> [Extracted text]:

● ● ● ●

This entry was written by dirtygirl, posted on October 22, 2009 at 7:01 am, filed under the diary and tagged , , , , , , , . Leave a comment or view the discussion at the permalink and follow any comments with the RSS feed for this post.



3nl : coming out with essence alexander

jodi sh doff : dirtygirl diaries : three naked ladies :3 naked ladies talk about their view from the stages and laps of the 70’s, 80’s, 90’s and today.

For as a long as there’s been music, women have danced for the entertainment and titillation of men. Scheherazade. Minsky’s Burlesque. Cage dancing go-go girls in the psychedelic 60’s. Times Square strippers, pole dancers and lap dancers. Women dance….Men watch.

Naked Ladies get around! Look for the 3 Naked Ladies and a new topic every Wednesday on laurishaw.com, $pread magazine online or thedirtygirldiaries.com

This week on Three Naked Ladies, Essence Alexander sits in for Rachel Aimee.

Jodi Sh. Doff: Lauri, I loved your piece in Hos, Hookers, Call Girls and Rent Boys about coming out to your mom — but what was it really like?

Lauri Shaw: In Mother-Daughter Day, a stripper tries to win her mother’s love and approval by taking her out for the afternoon. Mom bulldozes over countless boundaries, makes a colossal pest of herself, and finally demands to know point blank what her daughter does for a living. When she gets the answer she never really wanted in the first place, she goes completely ballistic, and any warmth that was left between the two women unravels in full.

The story isn’t quite verbatim, but it’s close. After that day, my mother did her best to pretend the whole thing never happened. When I tried to bring it up, she changed the subject. If I persisted, she said, “I don’t want to hear about it.”

My father was a different story. He didn’t speak to me at all for several years. Which was a neat trick, since my parents are still married and living together. My father’s a complicated man–extremely religious and very controlling. He was also an officer in the military, a reservist, but I spent some time on Navy bases as a child.

I never had a good relationship with either of them. Stripping was probably beside the point. As a child, I got my ass beat for eating non-kosher food. So anything at ALL having to do with sex? Are you fucking kidding me? I was out of that house by the time I was 15.

JshD: Just the opposite, my dad had worked in the burlesque houses and the carnival side shows, so I somehow thought down ‘n dirty was my birthright.

LS: What sort of things did your dad say about strip clubs?

JshD: He’d always glamorized burlesque, Bettie Page, and even the underworld. My mother blamed all my wrong moves on his stories and truthfully, they were a bit of an inspiration. They knew I tended bar in a skimpy leotard, but not about the stripping until after I’d quit. Even so, they hated me working the clubs. They couldn’t separate my drug abuse and the strip clubs. But then, neither could I.

I’d wanted them to see that it wasn’t so bad, that the flames of hell weren’t licking up from the floor, so I forced them to come have a drink at the Mardi Gras where I worked. My mom had been a “good girl,” she’d never even sat at a bar before and here she was, music blasting, creepy men hunched over their drinks and naked women everywhere. I was all la-ti-da about it, but it was pretty traumatic for them. They saw seedy people & scary things. But, in the 80s, that’s exactly what it was: seedy & scary. It confirmed all their fears.

● ● ● ●

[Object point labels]
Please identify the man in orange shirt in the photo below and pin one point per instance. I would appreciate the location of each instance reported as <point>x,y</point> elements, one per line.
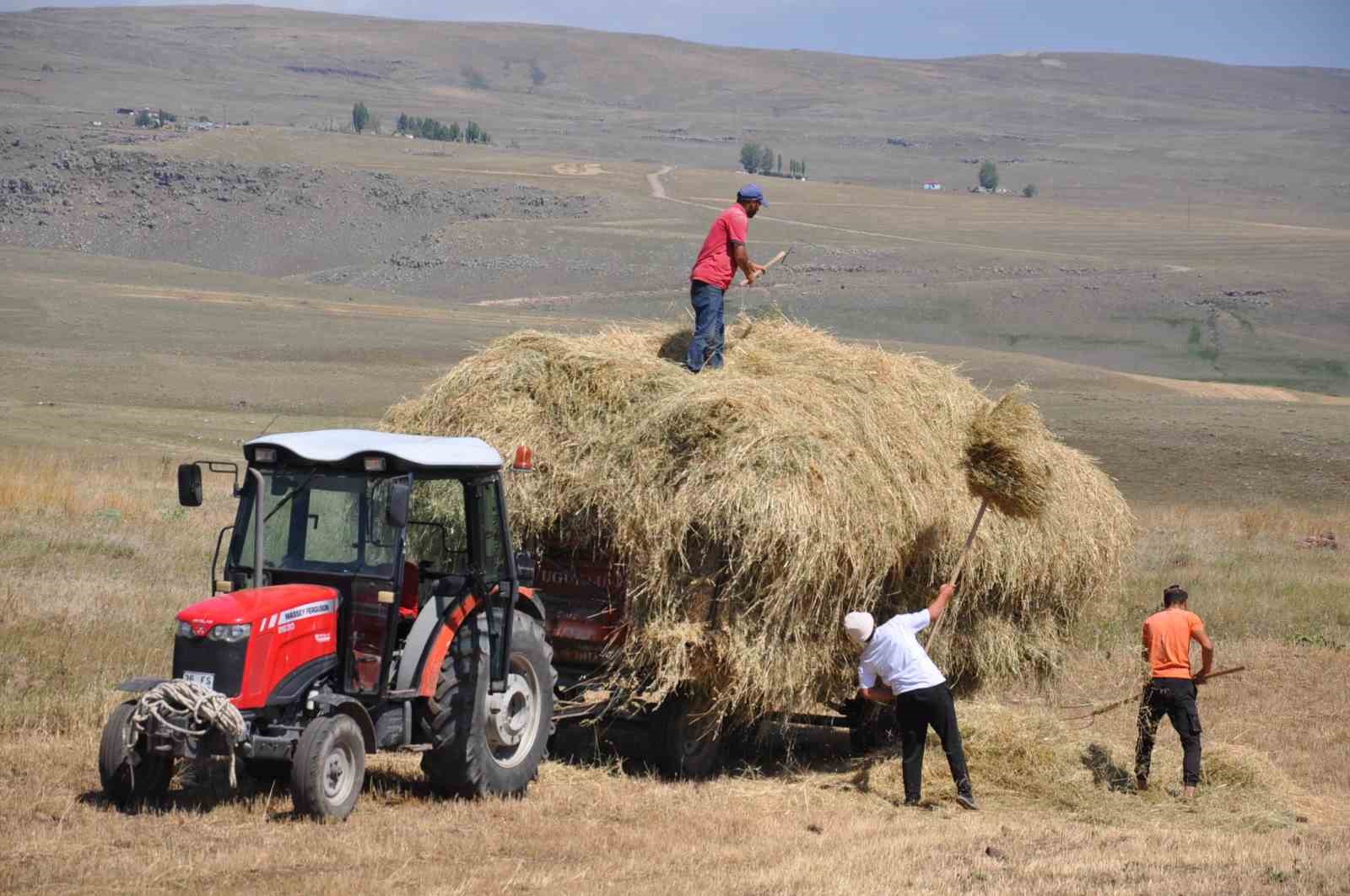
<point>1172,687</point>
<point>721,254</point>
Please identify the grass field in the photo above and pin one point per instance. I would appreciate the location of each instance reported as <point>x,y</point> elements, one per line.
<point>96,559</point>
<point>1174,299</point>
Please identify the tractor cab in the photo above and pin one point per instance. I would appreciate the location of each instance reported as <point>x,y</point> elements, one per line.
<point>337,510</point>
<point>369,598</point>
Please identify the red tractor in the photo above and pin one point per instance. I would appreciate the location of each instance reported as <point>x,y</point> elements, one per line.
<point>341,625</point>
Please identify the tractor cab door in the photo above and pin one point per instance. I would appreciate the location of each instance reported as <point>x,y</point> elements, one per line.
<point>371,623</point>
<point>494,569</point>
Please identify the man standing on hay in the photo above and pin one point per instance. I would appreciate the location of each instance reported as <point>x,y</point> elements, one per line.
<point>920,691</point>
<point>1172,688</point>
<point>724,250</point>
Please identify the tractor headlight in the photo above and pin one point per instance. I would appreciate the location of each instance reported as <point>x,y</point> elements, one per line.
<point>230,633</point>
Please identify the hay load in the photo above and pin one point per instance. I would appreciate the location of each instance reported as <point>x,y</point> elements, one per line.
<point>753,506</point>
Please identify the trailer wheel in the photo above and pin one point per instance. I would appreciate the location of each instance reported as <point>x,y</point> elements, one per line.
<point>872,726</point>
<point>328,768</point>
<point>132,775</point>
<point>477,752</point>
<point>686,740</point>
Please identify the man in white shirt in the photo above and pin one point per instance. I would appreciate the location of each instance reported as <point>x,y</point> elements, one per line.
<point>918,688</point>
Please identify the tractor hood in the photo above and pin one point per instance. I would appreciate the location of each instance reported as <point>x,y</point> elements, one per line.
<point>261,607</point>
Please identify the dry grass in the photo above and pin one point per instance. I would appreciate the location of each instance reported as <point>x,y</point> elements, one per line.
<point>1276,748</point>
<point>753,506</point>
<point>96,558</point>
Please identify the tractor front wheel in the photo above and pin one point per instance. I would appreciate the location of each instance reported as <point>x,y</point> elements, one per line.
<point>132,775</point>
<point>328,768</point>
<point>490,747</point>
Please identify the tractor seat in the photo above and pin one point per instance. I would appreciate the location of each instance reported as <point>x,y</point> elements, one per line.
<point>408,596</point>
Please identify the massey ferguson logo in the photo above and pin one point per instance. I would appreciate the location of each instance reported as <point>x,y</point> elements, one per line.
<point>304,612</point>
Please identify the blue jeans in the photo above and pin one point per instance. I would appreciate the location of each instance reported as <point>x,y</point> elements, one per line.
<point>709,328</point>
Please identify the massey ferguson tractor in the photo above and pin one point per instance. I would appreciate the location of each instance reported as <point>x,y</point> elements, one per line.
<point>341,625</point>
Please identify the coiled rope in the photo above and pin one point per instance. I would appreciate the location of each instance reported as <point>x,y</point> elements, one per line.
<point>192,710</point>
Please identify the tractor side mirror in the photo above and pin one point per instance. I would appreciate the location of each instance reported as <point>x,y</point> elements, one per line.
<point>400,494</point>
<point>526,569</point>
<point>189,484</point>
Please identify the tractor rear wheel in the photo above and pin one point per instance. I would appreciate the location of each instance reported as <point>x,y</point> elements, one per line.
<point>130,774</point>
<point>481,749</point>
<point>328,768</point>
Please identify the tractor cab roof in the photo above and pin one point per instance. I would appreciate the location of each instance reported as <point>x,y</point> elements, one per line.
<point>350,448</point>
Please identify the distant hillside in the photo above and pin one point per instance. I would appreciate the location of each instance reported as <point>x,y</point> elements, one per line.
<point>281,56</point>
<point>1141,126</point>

● ● ● ●

> [What to work on]:
**a)** Translate this sentence from the Three Naked Ladies post into Spanish: "After that day, my mother did her best to pretend the whole thing never happened."
**b)** According to the Three Naked Ladies post, why did Jodi Sh. Doff make her parents come have a drink at the Mardi Gras where she worked?

> [Complete answers]:
**a)** Después de ese día, mi madre hizo todo lo posible por fingir que nada de aquello había ocurrido.

**b)** She wanted her parents to see that working there wasn't so bad and that "the flames of hell weren't licking up from the floor."